Source data:
────────────────────

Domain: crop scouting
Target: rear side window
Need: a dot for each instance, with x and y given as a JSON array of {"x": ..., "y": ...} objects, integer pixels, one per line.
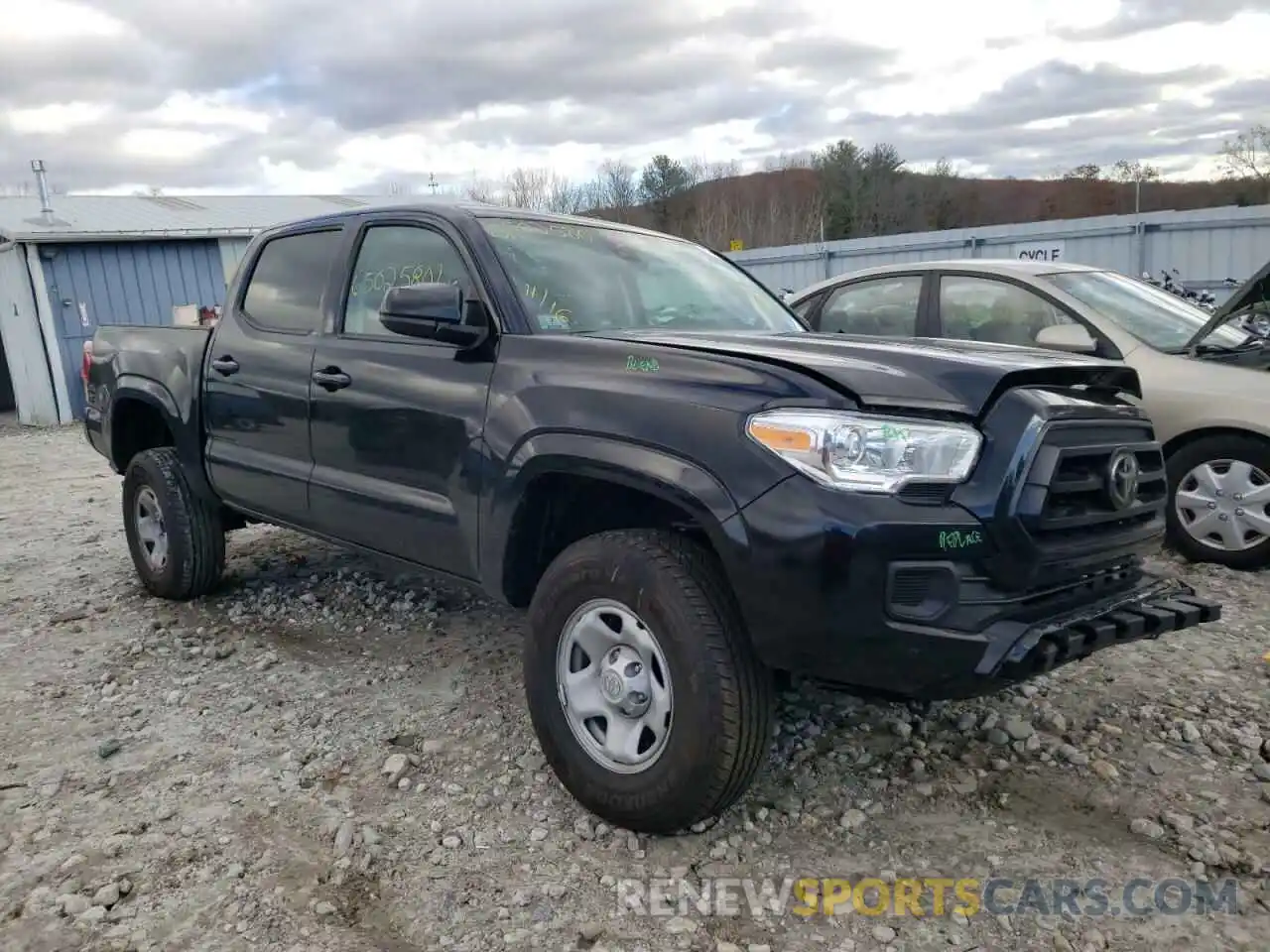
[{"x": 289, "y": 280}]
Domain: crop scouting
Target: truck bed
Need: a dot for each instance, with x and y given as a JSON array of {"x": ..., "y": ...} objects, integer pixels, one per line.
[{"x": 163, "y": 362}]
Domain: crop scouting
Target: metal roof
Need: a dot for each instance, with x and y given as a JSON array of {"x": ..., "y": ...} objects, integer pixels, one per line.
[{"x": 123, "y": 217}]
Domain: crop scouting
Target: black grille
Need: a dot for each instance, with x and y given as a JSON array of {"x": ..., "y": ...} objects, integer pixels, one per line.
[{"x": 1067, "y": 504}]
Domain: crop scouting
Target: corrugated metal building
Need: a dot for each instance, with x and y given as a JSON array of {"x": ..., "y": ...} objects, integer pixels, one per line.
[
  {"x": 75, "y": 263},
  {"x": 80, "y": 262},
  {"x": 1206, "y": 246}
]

────────────────────

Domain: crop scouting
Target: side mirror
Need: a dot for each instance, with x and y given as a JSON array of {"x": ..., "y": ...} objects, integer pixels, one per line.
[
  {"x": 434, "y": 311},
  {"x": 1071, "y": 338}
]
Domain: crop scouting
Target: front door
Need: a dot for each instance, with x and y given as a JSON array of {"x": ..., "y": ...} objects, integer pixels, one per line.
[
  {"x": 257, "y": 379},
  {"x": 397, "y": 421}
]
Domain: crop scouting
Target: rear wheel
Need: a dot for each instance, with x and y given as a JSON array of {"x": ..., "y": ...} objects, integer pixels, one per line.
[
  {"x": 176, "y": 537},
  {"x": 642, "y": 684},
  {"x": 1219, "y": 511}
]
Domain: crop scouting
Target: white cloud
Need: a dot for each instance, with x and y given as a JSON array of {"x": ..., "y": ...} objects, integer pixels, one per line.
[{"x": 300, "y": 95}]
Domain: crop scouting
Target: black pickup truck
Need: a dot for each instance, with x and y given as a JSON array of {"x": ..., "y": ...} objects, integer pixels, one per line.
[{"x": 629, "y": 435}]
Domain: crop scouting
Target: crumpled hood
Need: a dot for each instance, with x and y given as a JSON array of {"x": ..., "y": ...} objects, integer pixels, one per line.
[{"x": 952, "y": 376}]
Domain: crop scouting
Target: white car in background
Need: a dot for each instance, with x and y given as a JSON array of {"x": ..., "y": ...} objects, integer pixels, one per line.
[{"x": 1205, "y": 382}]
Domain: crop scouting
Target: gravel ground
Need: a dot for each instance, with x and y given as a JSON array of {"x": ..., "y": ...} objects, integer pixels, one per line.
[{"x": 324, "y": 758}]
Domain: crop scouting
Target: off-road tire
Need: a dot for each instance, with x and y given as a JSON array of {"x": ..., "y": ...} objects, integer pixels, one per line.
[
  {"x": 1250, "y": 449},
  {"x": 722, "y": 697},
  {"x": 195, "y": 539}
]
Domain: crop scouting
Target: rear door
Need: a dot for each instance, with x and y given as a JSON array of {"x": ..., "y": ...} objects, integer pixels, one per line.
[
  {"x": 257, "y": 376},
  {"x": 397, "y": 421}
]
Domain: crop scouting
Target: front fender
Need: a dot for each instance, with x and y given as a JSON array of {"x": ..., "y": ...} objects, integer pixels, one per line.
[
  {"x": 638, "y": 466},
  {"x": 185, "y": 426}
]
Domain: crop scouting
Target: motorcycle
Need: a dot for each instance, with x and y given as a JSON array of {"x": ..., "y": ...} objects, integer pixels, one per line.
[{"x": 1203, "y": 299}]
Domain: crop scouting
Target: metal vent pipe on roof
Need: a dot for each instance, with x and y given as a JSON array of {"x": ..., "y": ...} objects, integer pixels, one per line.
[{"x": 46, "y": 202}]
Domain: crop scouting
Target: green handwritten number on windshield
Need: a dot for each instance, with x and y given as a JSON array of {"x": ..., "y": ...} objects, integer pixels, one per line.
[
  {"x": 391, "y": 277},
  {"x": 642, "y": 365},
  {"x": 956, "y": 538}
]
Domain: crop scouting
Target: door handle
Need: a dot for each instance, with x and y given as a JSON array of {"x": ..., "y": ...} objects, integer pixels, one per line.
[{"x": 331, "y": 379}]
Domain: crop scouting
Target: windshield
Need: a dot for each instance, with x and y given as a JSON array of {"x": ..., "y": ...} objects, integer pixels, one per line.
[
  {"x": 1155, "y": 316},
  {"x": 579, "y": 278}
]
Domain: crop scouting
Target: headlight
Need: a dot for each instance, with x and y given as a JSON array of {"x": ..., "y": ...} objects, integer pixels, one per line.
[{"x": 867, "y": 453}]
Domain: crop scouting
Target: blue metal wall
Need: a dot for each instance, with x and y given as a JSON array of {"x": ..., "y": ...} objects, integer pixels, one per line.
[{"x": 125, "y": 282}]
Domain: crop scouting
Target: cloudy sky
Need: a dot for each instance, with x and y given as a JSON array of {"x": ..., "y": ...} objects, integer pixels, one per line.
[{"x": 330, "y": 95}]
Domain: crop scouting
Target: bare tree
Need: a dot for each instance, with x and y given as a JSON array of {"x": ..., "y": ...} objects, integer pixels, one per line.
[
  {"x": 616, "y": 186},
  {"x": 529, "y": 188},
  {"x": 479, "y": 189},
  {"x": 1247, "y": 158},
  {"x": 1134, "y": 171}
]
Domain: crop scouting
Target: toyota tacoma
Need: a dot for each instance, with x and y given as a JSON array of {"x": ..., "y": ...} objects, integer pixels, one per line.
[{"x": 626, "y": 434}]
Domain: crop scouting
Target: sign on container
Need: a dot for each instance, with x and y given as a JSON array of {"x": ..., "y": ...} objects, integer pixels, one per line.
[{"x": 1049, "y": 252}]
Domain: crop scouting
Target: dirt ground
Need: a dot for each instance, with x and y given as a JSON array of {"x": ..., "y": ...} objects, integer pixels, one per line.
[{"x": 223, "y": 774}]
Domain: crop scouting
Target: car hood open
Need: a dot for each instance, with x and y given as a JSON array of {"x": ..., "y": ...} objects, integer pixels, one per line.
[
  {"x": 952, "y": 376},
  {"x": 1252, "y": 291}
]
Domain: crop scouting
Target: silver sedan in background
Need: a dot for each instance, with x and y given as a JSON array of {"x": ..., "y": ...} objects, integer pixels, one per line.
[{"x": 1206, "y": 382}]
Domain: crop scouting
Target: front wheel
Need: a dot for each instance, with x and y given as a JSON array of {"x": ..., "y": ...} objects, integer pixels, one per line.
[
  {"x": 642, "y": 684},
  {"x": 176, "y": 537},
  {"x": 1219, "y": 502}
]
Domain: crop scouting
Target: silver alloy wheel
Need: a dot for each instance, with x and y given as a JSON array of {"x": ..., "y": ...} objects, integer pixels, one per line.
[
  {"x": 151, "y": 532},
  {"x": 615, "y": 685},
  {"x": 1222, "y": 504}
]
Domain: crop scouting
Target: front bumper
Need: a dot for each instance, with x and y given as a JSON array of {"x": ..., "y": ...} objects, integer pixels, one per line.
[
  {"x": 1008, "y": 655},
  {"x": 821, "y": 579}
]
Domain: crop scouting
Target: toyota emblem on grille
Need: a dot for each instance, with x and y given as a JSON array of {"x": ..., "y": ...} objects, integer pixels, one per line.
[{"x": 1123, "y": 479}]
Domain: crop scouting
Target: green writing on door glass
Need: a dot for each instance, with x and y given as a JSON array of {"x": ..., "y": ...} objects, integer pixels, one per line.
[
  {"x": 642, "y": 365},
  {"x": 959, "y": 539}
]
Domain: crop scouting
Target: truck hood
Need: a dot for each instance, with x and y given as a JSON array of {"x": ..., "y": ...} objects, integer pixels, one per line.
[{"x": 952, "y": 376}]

────────────────────

#### AIM OF THE EXERCISE
Return, word for word, the lines of the data above from the line with "Target: off-road tire" through the line with "Target: rear door", inclusive.

#### WRITTEN ANSWER
Target: off-road tire
Need: a dot for each instance, with x and y given as a JSON array of {"x": ..., "y": ...} objects, integer pixels, one per line.
[
  {"x": 1250, "y": 449},
  {"x": 722, "y": 697},
  {"x": 195, "y": 539}
]
Domain: crop scouting
Target: rear door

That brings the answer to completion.